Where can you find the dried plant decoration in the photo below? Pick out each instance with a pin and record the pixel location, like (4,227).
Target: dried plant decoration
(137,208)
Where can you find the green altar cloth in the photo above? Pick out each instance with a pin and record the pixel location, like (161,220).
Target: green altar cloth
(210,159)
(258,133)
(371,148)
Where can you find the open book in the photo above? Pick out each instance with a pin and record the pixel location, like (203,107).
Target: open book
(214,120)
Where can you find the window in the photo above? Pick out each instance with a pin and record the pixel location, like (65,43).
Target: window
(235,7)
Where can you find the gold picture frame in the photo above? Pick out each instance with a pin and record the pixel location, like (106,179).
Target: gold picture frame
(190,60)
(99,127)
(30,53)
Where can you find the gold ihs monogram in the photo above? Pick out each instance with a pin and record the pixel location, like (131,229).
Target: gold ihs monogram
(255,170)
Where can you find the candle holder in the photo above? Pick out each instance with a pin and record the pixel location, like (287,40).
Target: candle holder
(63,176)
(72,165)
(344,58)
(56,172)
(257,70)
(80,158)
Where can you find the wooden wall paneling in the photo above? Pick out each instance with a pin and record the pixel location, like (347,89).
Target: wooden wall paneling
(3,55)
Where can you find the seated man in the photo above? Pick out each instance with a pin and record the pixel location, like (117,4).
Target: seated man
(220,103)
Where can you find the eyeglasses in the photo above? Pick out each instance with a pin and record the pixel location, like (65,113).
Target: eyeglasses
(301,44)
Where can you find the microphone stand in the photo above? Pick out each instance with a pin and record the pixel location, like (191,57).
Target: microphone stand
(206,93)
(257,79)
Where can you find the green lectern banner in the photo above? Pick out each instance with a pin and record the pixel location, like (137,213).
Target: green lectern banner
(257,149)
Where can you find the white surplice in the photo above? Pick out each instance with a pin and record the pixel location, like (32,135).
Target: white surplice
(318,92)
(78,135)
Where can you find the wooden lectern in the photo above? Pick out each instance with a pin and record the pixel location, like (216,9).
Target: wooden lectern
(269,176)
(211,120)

+++

## Direction
Reproduce the material above, every line of it, exactly.

## Reply to the task
Where can you find the dried plant decoration in the photo below? Pick out each instance with a pin and record the pixel location, like (4,227).
Target: dried plant decoration
(137,208)
Where can you find the green altar cloth in the photo above? Pick out each instance with a pin and record the pixel location, like (161,220).
Target: green altar cloth
(210,159)
(258,133)
(371,148)
Where can you find the open book in the photo above? Pick out each instance with a pin and record the pixel location, like (203,107).
Target: open book
(214,120)
Where can you find the window in the photo above? Pick out each instance with a pin and record the pixel location, like (65,43).
Target: window
(235,7)
Where can you find the gold picture frame in the photo above? Pick out each instance with a pin and record the pixel location, like (106,179).
Target: gold picture frame
(190,60)
(99,127)
(30,53)
Where can you find the gold ihs monogram in the photo above? Pick out each instance with a pin and record the pixel location, like (131,229).
Target: gold ihs monogram
(255,170)
Where can you find the candle holder in the photo above? Pick out each instance with a pin and record the pixel location, like (287,40).
Target: candle holder
(63,176)
(72,165)
(344,58)
(56,172)
(257,70)
(80,158)
Where can you find the wooden wall paneling in the photo above? Pick out each instance with a pin and record the pixel location, like (347,89).
Target: wooden wall paneling
(3,55)
Where can you find the seated man in the photo above? Pick out each instance with a pin and record the pixel location, like (117,4).
Target: seated man
(220,103)
Where can you find the eyeglasses in the photo above? Pick out each instance with a pin and record the pixel location, like (65,113).
Target: eyeglasses
(301,44)
Where can you find the microphone stand in the photo above? Pick out each instance with a pin and record the pixel location, like (191,57).
Target: microphone stand
(206,93)
(257,79)
Where can you find the green lectern banner in the photo above? Pick out each instance with a pin and record the pixel location, like (137,213).
Target: green lectern banner
(257,149)
Where can you find the white surplice in the photo above? Pick out each instance with a pin and record the pixel location, like (32,135).
Target: white surplice
(318,92)
(78,135)
Where can you find the wooden lectern in the photo above? Pick out each instance with a pin and record the pixel location, like (216,9).
Target: wooden lectern
(269,176)
(211,120)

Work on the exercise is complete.